» WHAT TO WORK ON
Copy every one of the items below word for word, leaving the pictures out of your reply.
begin
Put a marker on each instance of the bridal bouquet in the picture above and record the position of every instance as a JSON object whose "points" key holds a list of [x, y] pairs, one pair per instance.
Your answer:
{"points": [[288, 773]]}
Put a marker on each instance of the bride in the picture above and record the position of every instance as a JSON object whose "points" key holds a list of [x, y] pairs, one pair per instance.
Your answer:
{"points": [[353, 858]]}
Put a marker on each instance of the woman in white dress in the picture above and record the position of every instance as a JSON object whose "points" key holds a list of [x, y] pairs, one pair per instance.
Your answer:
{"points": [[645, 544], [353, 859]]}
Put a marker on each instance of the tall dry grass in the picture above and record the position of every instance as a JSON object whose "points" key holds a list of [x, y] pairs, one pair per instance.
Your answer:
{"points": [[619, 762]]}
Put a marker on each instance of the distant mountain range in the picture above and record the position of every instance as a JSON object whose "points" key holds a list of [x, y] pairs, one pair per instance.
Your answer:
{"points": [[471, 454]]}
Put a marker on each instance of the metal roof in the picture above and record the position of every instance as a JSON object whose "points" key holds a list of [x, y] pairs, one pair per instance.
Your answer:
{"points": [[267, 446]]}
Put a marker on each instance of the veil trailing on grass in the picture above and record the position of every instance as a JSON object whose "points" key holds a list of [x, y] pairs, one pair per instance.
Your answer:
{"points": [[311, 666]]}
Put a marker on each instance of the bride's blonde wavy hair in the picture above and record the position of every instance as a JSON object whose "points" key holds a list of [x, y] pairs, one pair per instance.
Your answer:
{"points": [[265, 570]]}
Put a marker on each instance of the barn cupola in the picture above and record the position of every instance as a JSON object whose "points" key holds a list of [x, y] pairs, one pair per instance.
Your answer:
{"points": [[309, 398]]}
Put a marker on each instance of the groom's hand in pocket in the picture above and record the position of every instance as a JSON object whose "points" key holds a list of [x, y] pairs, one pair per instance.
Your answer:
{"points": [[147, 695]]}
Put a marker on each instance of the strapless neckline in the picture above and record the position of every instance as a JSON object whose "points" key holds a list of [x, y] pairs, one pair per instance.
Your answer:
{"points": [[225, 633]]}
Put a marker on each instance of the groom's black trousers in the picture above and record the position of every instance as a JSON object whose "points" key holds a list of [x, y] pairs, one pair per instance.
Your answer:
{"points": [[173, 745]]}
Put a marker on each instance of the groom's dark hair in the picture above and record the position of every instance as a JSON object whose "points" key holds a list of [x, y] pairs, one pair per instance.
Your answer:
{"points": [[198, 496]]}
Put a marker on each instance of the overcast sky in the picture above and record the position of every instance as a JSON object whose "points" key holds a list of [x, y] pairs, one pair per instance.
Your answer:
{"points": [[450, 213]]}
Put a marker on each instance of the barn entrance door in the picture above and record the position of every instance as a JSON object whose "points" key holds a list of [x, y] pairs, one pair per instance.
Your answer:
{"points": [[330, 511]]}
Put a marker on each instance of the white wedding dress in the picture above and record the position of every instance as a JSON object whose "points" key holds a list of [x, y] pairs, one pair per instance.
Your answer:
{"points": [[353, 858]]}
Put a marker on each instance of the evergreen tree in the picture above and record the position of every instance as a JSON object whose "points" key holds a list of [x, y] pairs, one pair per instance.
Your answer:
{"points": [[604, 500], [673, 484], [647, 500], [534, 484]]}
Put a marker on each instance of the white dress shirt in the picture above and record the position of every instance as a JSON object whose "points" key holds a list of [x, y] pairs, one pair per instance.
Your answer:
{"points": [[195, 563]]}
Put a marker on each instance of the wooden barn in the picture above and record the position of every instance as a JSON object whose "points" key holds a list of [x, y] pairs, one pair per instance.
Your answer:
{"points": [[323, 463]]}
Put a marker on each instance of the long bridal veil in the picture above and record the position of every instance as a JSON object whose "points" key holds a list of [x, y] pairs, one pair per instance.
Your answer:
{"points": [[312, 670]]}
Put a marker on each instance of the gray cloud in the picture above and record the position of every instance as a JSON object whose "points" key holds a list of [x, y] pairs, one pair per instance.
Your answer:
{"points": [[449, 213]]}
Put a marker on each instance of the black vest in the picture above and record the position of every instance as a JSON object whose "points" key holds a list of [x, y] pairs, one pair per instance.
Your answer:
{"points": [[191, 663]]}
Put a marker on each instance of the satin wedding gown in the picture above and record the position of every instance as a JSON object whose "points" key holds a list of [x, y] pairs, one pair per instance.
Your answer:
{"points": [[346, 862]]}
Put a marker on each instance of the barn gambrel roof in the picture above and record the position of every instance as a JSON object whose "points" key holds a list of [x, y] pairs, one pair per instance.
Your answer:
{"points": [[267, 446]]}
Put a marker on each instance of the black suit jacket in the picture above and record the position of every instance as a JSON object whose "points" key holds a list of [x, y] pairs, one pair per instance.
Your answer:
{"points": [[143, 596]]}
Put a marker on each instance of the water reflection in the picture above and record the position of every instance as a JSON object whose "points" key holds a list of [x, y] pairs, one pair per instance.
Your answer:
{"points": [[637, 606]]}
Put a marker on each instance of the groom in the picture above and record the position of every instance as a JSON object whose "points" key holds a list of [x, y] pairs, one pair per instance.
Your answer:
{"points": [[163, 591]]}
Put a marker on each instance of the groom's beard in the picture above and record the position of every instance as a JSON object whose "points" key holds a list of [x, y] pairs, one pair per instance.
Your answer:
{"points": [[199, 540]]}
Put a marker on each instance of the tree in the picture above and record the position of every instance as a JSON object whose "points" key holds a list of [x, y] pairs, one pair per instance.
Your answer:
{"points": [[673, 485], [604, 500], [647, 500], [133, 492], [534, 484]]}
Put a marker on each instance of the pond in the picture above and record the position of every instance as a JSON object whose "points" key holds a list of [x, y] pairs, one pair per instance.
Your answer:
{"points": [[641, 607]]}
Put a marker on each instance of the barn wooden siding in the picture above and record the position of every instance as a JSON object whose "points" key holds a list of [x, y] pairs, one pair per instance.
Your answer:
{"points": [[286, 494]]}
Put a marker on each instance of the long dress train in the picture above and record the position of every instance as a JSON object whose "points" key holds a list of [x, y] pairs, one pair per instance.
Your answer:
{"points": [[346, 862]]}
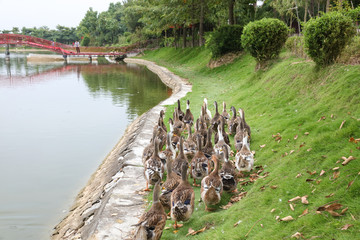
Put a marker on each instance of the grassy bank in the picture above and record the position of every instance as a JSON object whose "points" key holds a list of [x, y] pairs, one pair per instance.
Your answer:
{"points": [[304, 108]]}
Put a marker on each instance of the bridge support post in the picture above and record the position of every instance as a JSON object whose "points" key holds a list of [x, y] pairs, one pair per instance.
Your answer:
{"points": [[7, 52]]}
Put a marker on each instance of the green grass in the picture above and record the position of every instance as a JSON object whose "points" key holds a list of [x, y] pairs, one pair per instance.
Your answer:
{"points": [[289, 98]]}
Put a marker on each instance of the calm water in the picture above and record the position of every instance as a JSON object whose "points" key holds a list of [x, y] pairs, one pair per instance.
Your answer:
end
» RESPONSE TO THE EXERCISE
Put a marker on each instance of the bridal bouquet in the picture above and record the position of every instance as a JSON object whose "points" key holds a list of [x, y] pairs, one pair per instance.
Your answer:
{"points": [[288, 773]]}
Put a marker on each instance of the bride in the picture above and record the position of every instance as a JSON object whose "points" key holds a list of [x, y] pairs, one pair per instance.
Your answer:
{"points": [[353, 858]]}
Put a marker on each instance of the woman in white dress in the picture above and record the position of every instance as a JSON object whose "points" key holds a list of [x, y] pairs, one pair per instance.
Your answer:
{"points": [[645, 544], [353, 859]]}
Put a marker on each instance of the tall dry grass in the picture above and record the position of every instance as a JSON object whose "points" key holds a list of [x, y] pairs, one pair per instance.
Your answer:
{"points": [[619, 762]]}
Put a marker on each instance of the distant mountain range in the picture above and record the position of every instance as a JSON object whose "points" key holds a list of [x, y] pairs, one pair per instance.
Your answer:
{"points": [[471, 454]]}
Put a marker on each instance of the metal roof in the picture above and record the position of every instance as a JSON object whose "points" key holds a list of [x, y] pairs, one pair per instance.
Your answer:
{"points": [[267, 446]]}
Put a marker on each instance of the veil trailing on grass in the picture above and record the position of every instance as a JSON object whose "points" key holds a list of [x, y] pairs, one pair per instance.
Your answer:
{"points": [[311, 666]]}
Put a marker on each instance of the bride's blonde wavy hair in the picture above and record the position of every instance as a JSON object whose "points" key holds a list of [x, y] pairs, one pair per instance.
Your answer:
{"points": [[265, 570]]}
Put a marker on each instance of the barn cupola in the picture above and record the position of every instance as a JSON object whose "points" key holds a list of [x, y] pairs, one pair per instance.
Your answer:
{"points": [[309, 398]]}
Put a marker on each instance of the groom's hand in pocket in the picture above and record the position of every instance as a JSON object whose "points" key holds a list of [x, y] pairs, one pair per instance.
Your answer:
{"points": [[147, 695]]}
Put a marker on each instance of the strapless neckline in the picture above and record the position of every instance as a JSON object whose "points" key holds a list of [x, y] pairs, one pair per instance.
Your answer:
{"points": [[225, 633]]}
Put a marker on each instance of the groom's black trousers in the picture above and record the position of every instance as a JSON object whose "points" key holds a list of [x, y] pairs, one pair per instance.
Your answer:
{"points": [[173, 745]]}
Put a marker on each instance of the groom's dark hair in the picture above and record the position of every instance as a JSON object whose "points" key holds a list of [x, y] pairs, one pair per instance.
Your answer:
{"points": [[198, 496]]}
Put a marker on each instance of the overcast sky in the picture above and record the position of every instance as a JSON object whose "points" key holds a list of [x, y] pairs, one pair per instance.
Your answer:
{"points": [[450, 213]]}
Put a marker on each instance of the barn entrance door in the picture above and record the position of every instance as a JSON object whose "points" key holds a list of [x, y] pairs, one pair per instance.
Your answer:
{"points": [[330, 511]]}
Put a marker on each instance of the white wedding dress in the picture above and record the position of every instance as a JSON object whose "points" key holds a list of [x, y] pairs, one pair per instance.
Your answer:
{"points": [[353, 858]]}
Put a marker on each instance of the evergreen tree in the picture above and record the position of every instance as a JSON object whose "points" key holds a list of [x, y] pairs, one pair per instance.
Your answer:
{"points": [[604, 500], [673, 484], [647, 500], [534, 484]]}
Put a marker on each instance of the white dress shirt in the picture above and record the position of every instance as a JSON object whose "points" key holds a list of [x, y] pairs, one pair per instance.
Your answer:
{"points": [[195, 563]]}
Put a marker on each instance of the wooden barn in the picture above and record the position of every instance as a JSON object whose "points" key holds a list of [x, y] pairs, one pair per instance.
Your answer:
{"points": [[323, 463]]}
Put a marker on each instance of the long bridal veil in the picture above and record the position of every instance as a JSON object whose "points" key holds a list of [x, y] pairs, one pair per instance.
Your answer:
{"points": [[312, 670]]}
Put a marker on each instance of the gray cloud in the picture above and record the position of every instance as a JSON object whose "points" key holds a list of [x, y] pairs, one pair per instance.
Your answer:
{"points": [[449, 213]]}
Put a marker on each instance of the black vest in the picture above and record the position of every instance as a JSON object whose "points" key holds a list of [x, y] pairs, one pair per instance.
Your answer:
{"points": [[191, 663]]}
Put a marker on each instance of the satin wedding gown in the picture above and record the position of every instance as a JSON object whose "points" key holds a list of [x, y] pairs, one pair per instance.
Your answer:
{"points": [[346, 862]]}
Put a marker on each instance of the barn gambrel roof in the picture above and record the position of every instance as a JSON object whose "points" key holds a list of [x, y] pairs, one pair per instance.
Your answer:
{"points": [[267, 446]]}
Put a marker on each instance of the black suit jacket in the picture above and record the position of every instance as a JSON object whose "points" key holds a list of [x, y] pairs, one pair per instance.
Your answer:
{"points": [[143, 596]]}
Put a marker on each instance of the water reflection in the picture above and record the position of every instance as a JSON object whose "points" key holds a list of [x, y] pairs, one pair per instance.
Your answer:
{"points": [[637, 606]]}
Put a marker on each instance of the groom in the picture above and record the position of every instance as a JSON object whose "points" key holds a list of [x, y] pairs, one pair per instance.
Your answer:
{"points": [[163, 591]]}
Put a marker on each instance of the groom's beard in the picture above and record the position of every instance as a JSON object whose "points" key holds a list of [x, y] pairs, one pair per instance.
Your answer:
{"points": [[199, 540]]}
Put a marker on each instance of the tree in the picture above and record the position of every instance as a JSON object whose "points" key holds a list of [x, y] pairs, one pair per instance.
Your answer:
{"points": [[673, 485], [604, 500], [647, 500], [133, 492], [534, 484]]}
Put a marker on each instance of the pond in the picture above and record the position of every instance as a JSON object whose "points" key holds a list of [x, y] pairs, one pair per instance.
Your answer:
{"points": [[641, 607]]}
Put a marker on each instance of the barn wooden siding in the picture above and record the position of every instance as a JSON object whose "points" key holds a list of [x, y] pairs, one pair per instance.
Your answer:
{"points": [[286, 494]]}
Put a marker on each instance of the long dress train in the picture above and record the position of every instance as a JSON object whose "points" key holds a list of [x, y] pairs, one pair per instance.
Your answer:
{"points": [[346, 862]]}
Put a marker on each instance of the grassy bank in the picture above and record the position of every instance as a JSON object whose "points" key holds a list of [x, y] pairs, one pair per instance.
Your answer:
{"points": [[304, 108]]}
Put a marker on each instance of the bridge support post in the picture above and record the position of every instance as a JSON object whose "points" key holds a list of [x, y] pairs, one pair per instance.
Your answer:
{"points": [[7, 52]]}
Put a marker on each instance of the green grass in the picture above and record the position of every instance as a JSON object whose "points" key holds a list of [x, y] pairs, one pair per instance.
Your answer:
{"points": [[289, 98]]}
Put a marker on each instance of the calm water in the picture above and record the position of every instance as a JSON object whose "points" key holds a list of [x, y] pairs, one pair per instance.
Your answer:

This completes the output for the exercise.